● 課題の詳細:
日記の一部を、「脇が甘かったのはわたしであっ」を含む箇所から始めて「全体像を把握するだけで半日を要することになった。」の後で止め、もう一度書き出してください。その際「半日」を「丸一日」に改めること。

● 読解用テキスト:
----------

KORANIKATARU

子らに語る時々日記

二つ返事で一本取られる


この夏、家族揃ってiPhoneを機種変更した。
その際、安くなると薦められてEO光からソフトバンク光へと契約を変更した。
電話とネットとテレビ、すべて丸ごとの鞍替えとなった。

ところが、行き違いがあった。
工事が終わって気付いたのだが、これまでJCOMで見ていた多チャンネルが見られない。

契約の際、わたしは多チャンネルも含めての移行だと思い込んでいた。
担当者はまさか我が家が多チャンネルを見ているなど想像すらしなかったのだろう。

移行後のサービスと現状に差異がないかどうか。
考えれば基本的な確認事項である。

相手を責めるのはお門違いというものだろう。
脇が甘かったのはわたしであって、確認疎かにしたのであるから一本取られても仕方ない。

多額の損害を受けたのであれば遡ってジタバタするような話かもしれないが、簡単に解決できることである。
いまさら、蒸し返すのも面倒だ。


それで、調べた。
わたしはテレビを見ないので、多チャンネルの提供会社について不案内。

全体像を把握するだけで半日を要することになった。

JCOMはEO光とひも付きなので、今更よりを戻しての契約はあり得ない。
ソフトバンク光では、多チャンネルを見る場合のオプションに、ひかりテレビというプランがあるのが分かった。
キャンペーンがあって費用も安い。

----------

● 抽出資料:
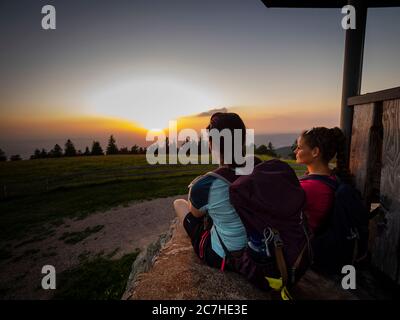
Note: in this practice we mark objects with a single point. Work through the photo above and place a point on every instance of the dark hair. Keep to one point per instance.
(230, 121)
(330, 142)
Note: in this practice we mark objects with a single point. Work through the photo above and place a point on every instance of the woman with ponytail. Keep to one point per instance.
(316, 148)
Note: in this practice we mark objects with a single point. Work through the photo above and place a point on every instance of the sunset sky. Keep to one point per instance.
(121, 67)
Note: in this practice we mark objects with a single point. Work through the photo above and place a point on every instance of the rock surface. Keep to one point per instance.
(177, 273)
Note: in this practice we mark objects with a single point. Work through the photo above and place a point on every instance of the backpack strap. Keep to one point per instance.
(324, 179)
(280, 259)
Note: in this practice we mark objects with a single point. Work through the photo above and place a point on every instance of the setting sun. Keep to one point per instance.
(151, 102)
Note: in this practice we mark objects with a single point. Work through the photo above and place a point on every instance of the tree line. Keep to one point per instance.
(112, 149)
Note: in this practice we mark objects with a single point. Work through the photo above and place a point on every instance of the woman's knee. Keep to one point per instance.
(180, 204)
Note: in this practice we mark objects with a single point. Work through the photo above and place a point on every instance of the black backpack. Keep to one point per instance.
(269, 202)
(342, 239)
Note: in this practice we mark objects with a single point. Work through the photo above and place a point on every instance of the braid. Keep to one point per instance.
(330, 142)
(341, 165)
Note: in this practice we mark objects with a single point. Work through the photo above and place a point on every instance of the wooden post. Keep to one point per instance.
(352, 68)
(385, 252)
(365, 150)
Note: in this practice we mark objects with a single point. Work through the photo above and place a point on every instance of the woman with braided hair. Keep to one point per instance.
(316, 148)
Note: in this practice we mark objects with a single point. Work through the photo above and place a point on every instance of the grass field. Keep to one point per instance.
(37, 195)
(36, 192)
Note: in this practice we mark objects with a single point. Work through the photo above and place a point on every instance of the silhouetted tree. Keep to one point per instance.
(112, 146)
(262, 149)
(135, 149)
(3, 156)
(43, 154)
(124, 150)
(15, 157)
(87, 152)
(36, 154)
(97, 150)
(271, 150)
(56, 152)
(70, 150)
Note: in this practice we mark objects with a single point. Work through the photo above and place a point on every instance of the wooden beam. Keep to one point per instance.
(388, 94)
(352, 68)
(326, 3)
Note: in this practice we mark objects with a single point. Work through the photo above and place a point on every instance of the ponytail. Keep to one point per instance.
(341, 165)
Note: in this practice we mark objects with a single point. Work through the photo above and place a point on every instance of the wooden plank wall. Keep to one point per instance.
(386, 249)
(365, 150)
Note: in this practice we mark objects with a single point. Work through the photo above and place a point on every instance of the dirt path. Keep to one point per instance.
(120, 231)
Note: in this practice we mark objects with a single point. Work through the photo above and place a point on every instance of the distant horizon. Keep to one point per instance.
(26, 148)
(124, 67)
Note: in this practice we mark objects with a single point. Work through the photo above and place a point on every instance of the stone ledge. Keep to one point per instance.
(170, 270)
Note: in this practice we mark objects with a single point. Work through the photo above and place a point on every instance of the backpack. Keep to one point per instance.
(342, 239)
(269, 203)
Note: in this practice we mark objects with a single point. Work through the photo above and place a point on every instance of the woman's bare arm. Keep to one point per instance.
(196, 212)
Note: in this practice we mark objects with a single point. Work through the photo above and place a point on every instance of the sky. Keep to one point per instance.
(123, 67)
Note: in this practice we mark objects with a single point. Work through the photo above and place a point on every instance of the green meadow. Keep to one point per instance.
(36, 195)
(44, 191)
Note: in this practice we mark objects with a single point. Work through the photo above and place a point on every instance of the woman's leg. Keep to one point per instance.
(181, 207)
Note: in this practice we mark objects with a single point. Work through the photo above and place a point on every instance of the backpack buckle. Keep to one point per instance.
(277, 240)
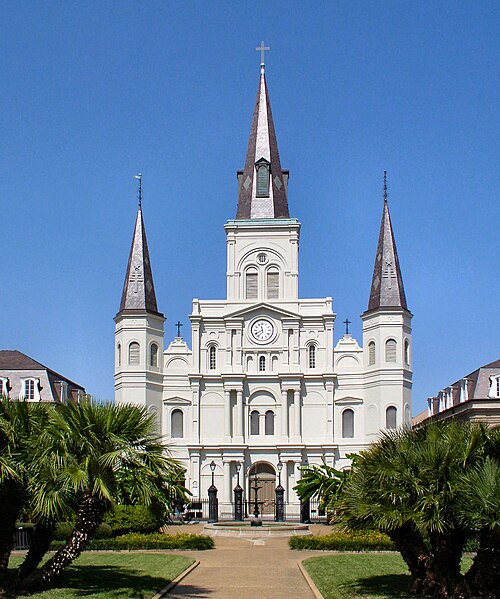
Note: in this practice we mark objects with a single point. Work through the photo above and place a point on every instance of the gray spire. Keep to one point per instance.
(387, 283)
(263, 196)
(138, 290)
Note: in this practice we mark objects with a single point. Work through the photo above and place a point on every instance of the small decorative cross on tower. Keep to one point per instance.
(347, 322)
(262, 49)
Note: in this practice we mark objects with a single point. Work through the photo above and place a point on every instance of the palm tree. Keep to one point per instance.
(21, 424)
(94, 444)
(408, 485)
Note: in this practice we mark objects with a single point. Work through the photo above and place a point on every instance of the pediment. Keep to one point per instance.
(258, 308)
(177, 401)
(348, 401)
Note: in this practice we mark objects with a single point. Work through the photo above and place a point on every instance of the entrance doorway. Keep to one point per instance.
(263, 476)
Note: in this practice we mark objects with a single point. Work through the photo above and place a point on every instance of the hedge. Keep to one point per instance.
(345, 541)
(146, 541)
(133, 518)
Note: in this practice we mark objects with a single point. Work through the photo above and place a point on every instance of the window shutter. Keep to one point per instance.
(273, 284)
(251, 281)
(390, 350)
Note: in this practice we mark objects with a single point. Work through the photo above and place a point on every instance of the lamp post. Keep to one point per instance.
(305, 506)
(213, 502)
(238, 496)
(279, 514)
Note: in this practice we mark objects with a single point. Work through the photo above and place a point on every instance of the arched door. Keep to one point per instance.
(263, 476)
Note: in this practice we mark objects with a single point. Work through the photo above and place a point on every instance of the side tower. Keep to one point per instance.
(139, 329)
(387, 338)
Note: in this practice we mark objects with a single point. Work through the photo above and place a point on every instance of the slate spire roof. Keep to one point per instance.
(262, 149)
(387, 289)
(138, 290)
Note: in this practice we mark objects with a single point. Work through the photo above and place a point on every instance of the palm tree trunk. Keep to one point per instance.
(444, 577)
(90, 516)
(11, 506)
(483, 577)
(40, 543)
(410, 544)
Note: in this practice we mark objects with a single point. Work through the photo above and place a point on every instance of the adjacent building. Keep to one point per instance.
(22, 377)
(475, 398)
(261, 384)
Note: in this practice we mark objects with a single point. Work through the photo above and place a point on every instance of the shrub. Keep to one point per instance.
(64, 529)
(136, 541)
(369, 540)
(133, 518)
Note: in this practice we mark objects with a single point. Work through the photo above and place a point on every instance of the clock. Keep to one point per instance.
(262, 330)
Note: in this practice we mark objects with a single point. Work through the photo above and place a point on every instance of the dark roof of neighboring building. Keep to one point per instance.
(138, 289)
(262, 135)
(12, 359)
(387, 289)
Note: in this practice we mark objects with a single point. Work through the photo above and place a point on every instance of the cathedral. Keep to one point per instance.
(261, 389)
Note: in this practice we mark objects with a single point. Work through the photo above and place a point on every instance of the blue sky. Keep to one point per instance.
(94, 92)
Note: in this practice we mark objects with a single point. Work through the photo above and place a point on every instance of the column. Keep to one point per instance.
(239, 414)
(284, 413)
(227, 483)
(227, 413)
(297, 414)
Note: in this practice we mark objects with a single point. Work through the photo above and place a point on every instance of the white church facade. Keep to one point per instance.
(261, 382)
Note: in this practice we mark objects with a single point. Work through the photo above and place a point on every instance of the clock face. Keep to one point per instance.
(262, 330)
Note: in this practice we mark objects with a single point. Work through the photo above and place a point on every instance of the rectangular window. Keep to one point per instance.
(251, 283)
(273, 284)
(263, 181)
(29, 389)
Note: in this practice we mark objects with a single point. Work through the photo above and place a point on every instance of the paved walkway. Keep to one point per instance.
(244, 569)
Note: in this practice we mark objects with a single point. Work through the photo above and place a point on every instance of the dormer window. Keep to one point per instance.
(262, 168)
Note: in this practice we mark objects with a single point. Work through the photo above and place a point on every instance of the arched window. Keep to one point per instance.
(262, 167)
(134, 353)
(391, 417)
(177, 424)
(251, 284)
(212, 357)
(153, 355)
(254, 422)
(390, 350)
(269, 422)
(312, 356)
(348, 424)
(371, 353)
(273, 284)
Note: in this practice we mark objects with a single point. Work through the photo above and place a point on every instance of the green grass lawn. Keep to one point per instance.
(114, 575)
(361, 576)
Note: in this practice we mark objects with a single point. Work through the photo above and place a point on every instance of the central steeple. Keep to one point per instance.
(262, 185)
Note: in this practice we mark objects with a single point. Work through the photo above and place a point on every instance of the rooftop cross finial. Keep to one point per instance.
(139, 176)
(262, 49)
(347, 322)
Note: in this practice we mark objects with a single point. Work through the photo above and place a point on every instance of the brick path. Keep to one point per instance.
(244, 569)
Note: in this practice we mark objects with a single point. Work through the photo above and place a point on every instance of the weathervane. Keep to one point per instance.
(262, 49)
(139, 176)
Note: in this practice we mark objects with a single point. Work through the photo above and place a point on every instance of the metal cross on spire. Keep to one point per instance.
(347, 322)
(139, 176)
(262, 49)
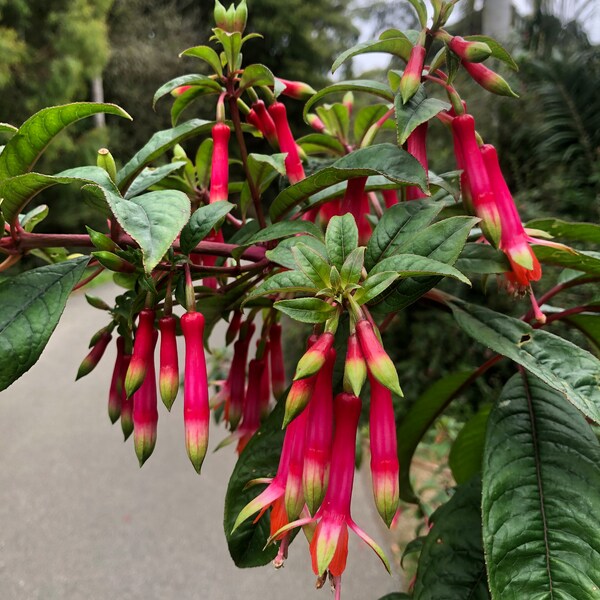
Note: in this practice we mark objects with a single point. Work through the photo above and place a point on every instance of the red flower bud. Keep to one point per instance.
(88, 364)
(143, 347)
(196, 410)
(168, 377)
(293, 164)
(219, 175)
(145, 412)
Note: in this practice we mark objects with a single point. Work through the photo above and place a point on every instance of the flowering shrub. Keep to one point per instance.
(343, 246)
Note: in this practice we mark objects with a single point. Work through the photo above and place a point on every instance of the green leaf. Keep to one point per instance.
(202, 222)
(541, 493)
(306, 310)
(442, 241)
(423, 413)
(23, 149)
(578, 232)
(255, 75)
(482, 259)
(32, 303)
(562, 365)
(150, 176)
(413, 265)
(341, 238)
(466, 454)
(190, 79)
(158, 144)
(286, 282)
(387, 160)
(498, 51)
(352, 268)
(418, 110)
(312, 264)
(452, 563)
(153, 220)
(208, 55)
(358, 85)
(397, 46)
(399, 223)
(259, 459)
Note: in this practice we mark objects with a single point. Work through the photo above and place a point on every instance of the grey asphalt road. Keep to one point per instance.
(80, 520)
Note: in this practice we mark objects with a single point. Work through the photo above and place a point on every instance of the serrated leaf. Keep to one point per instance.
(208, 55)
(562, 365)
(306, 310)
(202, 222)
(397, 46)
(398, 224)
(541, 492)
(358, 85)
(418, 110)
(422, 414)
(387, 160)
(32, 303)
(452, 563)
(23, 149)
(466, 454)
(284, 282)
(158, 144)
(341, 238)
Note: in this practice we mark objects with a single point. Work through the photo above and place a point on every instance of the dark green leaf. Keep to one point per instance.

----------

● 完全な解答:
脇が甘かったのはわたしであって、確認疎かにしたのであるから一本取られても仕方ない。

多額の損害を受けたのであれば遡ってジタバタするような話かもしれないが、簡単に解決できることである。
いまさら、蒸し返すのも面倒だ。


それで、調べた。
わたしはテレビを見ないので、多チャンネルの提供会社について不案内。

全体像を把握するだけで丸一日を要することになった。